There is a wealth of material about the dilog (and other polylog functions), including values at some special arguments and the like. That allows the proposed definite integral to be performed in terms of known functions and their values, but whether the OP would be permitted to just go ahead and use those tabulated results is, or course, another matter entirely.

Your way is better than mine, but it helps to change variables.
let u=x/(x+1)
##
\int_0^\infty \frac{\log(x+1)}{x(x+1)}dx=\int_0^1 -\log(1-u)\frac{du}{u}
##
now expand in series.
I guess the two ways are similar, my way has an easy integral that looks hard and an easy series expansion that looks easy, your way has an easy integral that looks easy and an easy series expansion that looks hard. That was a fun integral.
This way allowed me to solve it. Where did you come up with the substitution ##\displaystyle u=\frac{x}{x+1}## though?

— THE TASK —
Continue the forum thread about the logarithmic integral with the next post after its last one.

[Dataset entries]
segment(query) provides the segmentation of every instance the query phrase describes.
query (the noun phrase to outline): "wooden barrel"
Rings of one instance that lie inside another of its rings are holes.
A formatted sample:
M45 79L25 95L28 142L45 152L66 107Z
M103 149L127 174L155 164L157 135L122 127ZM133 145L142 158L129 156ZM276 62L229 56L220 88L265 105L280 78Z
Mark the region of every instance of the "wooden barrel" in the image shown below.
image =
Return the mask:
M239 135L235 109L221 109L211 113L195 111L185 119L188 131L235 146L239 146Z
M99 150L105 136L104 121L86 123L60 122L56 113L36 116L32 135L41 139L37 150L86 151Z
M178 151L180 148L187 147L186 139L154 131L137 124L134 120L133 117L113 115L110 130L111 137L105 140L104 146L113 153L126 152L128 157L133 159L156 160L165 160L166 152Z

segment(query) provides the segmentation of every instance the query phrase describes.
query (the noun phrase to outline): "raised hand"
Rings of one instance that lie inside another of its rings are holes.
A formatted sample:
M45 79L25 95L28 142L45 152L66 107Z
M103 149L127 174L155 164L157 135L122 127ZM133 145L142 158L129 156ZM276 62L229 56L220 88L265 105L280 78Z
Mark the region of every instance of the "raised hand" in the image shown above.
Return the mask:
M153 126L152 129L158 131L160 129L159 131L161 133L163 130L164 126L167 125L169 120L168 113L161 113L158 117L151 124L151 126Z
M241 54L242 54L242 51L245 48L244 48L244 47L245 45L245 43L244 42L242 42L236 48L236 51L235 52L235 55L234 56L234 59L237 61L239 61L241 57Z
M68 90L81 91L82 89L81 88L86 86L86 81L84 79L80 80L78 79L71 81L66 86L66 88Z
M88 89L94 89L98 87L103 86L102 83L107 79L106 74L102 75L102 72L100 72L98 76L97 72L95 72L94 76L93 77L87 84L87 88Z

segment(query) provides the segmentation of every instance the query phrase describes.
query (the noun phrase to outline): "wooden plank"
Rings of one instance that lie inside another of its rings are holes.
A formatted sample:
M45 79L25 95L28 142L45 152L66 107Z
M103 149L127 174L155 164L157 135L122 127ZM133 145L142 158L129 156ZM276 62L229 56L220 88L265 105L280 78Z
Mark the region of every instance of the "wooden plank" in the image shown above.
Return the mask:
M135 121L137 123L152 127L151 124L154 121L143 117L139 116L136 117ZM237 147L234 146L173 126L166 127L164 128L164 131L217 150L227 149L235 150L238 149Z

— OUTPUT OF THE TASK —
^As you point out we need to do something about the convergence.
Taking the reciprocal helps this.
Another idea would have been to split the domain and use different series
for each but I wanted to avoid that.
I had expanding log(1-x) in mind, though using log(x) like Ray Vickson did worked also.
##dI=\frac{\log(x+1)}{x(x+1)}dx\\
=-\frac{\log(\frac{1}{x+1})}{x(x+1)}dx\\
=-\frac{\log(1+\frac{1}{x+1}-\frac{x+1}{x+1})}{x(x+1)}dx\\
=-\frac{\log(1-\frac{x}{x+1})}{\frac{x}{x+1}(x+1)^2}(x+1)^2d\left(\frac{x}{x+1}\right)##

You could also use the substitution ##x = e^u-1## and then expand the integrand in powers of ##e^{-u}##.